• _PASSAGE_:
+-------+
Companies are offering to cover abortion-related travel expenses to employees, but with strings attached

This story was first reported on, and published by, Digiday sibling Glossy

In the wake of the Supreme Court overturning Roe v. Wade, some companies have offered to cover the travel-related costs for their employees wishing to obtain an abortion in another state. Starbucks, Amazon, Dick’s Sporting Goods, Gucci, Condé Nast, Nike and Levi’s are among the small subset of companies that have offered this benefit. But for some employees, the offer comes with strings attached. 

According to the Seattle Times, Starbucks said that it will cover travel costs for employees seeking abortions, though the company noted in its official statement from executive vice president Sara Kelly that it “couldn’t guarantee” the same benefits would extend to unionized employees. 

Starbucks has seen a number of union drives at its U.S. locations beginning in 2021. By May 2022, more than 100 stores had unionized. Starbucks has become known for its anti-union efforts, including firing seven unionizing workers in Memphis, Tennessee in February. Employees in Buffalo, New York have also alleged to have been invasively surveilled and questioned by the company in retaliation for supporting the store’s union drive in late 2021. Starbucks did not respond to request for comment.

According to Jessica Garcia, assistant to the president of the Retail, Wholesale and Department Store Union (RWDSU), withholding health-care benefits in retaliation for unionization only demonstrates the need for a union in the first place.

“Companies will attempt all sorts of withholding of benefits as a means of intimidating workers out of organizing,” Garcia said. “I don’t think it’s going to work. Workers choose to organize to have a voice in their workplace. If [covering abortion travel costs] is an important issue to them, it can be raised at the bargaining table and negotiated into the contract.”

Unions can secure specific benefits for workers, as Vox Media’s union did when it enshrined coverage for abortion travel expenses in its new contract with Vox Media last week. Vox Media, among its other publishing properties, owns the fashion and beauty publication The Cut.
+-------+
• _WHAT THE EXERCISE ASKS_: Please rewrite the part of the article on abortion travel benefits that begins with the words "Unions can secure" and stops after "publication The Cut.", replacing "enshrined" with "included".

[Referring-expression pointing data]
+-------+
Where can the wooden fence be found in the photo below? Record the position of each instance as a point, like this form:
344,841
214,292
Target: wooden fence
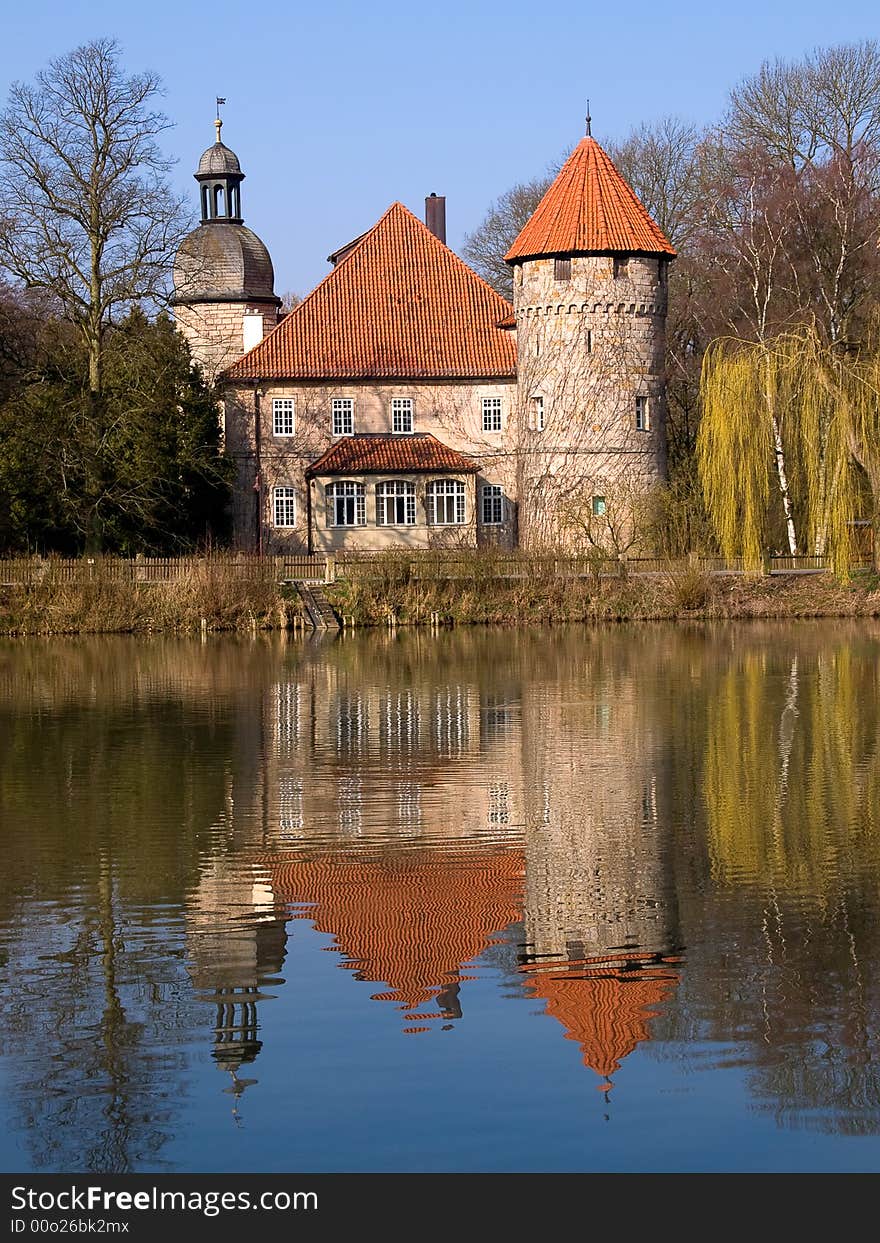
424,566
30,571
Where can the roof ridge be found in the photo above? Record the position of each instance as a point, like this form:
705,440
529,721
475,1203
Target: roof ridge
311,293
399,305
454,254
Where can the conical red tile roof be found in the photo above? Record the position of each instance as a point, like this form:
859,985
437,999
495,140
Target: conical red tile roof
398,306
408,920
607,1011
589,208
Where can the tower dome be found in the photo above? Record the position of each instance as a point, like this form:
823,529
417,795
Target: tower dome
224,282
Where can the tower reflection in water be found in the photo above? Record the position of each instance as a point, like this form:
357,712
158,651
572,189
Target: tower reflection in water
236,945
419,824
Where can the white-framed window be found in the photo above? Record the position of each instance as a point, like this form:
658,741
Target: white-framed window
284,423
395,504
492,497
346,504
284,505
445,502
491,414
343,415
402,414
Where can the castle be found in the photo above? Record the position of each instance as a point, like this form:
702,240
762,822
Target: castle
404,403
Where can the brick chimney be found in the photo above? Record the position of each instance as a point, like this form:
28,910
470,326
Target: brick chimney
435,215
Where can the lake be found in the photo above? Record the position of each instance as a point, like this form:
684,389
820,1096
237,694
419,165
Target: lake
497,900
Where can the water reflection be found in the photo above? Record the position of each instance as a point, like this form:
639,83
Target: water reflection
658,839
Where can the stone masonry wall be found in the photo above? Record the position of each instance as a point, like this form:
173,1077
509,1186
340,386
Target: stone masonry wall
451,412
215,331
588,347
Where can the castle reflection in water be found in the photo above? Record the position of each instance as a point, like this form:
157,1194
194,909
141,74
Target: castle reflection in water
417,819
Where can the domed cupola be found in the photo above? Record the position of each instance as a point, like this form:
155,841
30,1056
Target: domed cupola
219,175
224,282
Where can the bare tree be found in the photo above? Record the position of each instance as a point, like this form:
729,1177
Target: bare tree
486,246
660,163
819,118
88,213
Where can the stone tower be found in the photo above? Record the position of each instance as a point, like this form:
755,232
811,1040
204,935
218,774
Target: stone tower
589,293
224,296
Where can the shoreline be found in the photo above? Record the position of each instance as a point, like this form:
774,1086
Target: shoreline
214,605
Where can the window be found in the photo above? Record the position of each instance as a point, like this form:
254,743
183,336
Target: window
445,502
346,505
343,415
282,417
285,506
492,505
395,504
402,414
491,414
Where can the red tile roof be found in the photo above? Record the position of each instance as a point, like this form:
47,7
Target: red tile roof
604,1008
589,208
379,454
399,305
408,920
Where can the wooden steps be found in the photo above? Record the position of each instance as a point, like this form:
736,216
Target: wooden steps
317,607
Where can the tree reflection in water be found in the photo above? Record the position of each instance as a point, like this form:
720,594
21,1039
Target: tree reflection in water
574,807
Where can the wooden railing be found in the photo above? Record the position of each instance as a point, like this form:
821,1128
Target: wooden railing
421,566
29,571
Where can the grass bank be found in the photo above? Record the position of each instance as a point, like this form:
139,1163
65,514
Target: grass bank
676,593
211,597
206,598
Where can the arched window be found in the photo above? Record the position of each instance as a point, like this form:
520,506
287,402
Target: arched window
346,505
395,504
445,502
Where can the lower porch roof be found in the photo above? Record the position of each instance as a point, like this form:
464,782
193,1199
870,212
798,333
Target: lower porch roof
380,454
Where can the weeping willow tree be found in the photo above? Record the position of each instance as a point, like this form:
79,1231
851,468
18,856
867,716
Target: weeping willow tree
796,418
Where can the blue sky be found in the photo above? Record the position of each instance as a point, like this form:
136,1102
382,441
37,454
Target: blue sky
338,108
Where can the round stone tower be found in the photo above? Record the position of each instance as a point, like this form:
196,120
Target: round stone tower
224,297
589,293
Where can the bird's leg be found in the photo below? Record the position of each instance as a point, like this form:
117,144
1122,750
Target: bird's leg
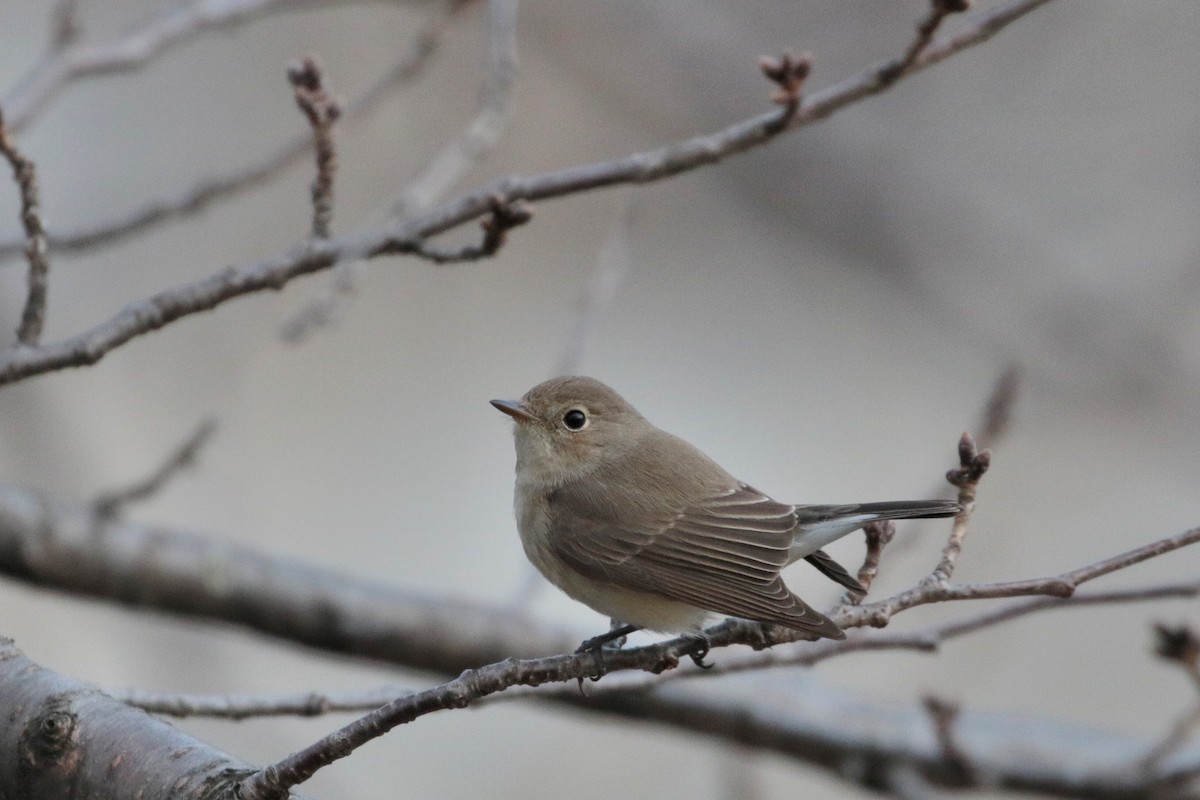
699,650
616,633
598,643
+-------+
• _EXERCISE RESULT_:
Unions can secure specific benefits for workers, as Vox Media’s union did when it included coverage for abortion travel expenses in its new contract with Vox Media last week. Vox Media, among its other publishing properties, owns the fashion and beauty publication The Cut.